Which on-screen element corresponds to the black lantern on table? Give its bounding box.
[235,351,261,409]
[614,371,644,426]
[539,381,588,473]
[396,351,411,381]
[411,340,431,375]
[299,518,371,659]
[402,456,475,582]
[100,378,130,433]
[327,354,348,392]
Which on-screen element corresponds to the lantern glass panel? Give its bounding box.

● ● ●

**Exercise:**
Please copy every row above verbatim, keeping each line as it is.

**Response:**
Which on-screen element corresponds to the black lantern on table? Give its bounding box.
[235,351,261,409]
[614,371,644,426]
[539,381,588,473]
[396,351,411,381]
[411,340,431,375]
[299,518,371,659]
[402,456,475,582]
[100,378,130,433]
[327,354,348,392]
Which on-screen element corresponds to the lantern glass panel? Give its bounding box.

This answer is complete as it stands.